**GOAL OF THE EXERCISE**
Output every line of the entries below as a JSON list of strings, one string per line, and skip blank lines. Leave the pictures out.

**RECORDED DATA**
* BEGIN *
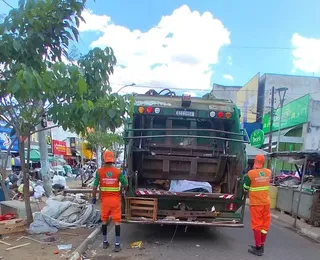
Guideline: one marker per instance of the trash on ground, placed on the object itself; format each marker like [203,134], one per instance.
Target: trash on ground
[65,247]
[62,212]
[138,244]
[5,243]
[15,247]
* END *
**TASK SOLUTION**
[
  "Guideline: one marker per instance of the trash on ground, placed on the object itself; format each marker like [203,134], one per instance.",
  "Target: trash on ground",
  "[65,247]",
  "[62,212]",
  "[138,244]",
  "[5,243]",
  "[15,247]"
]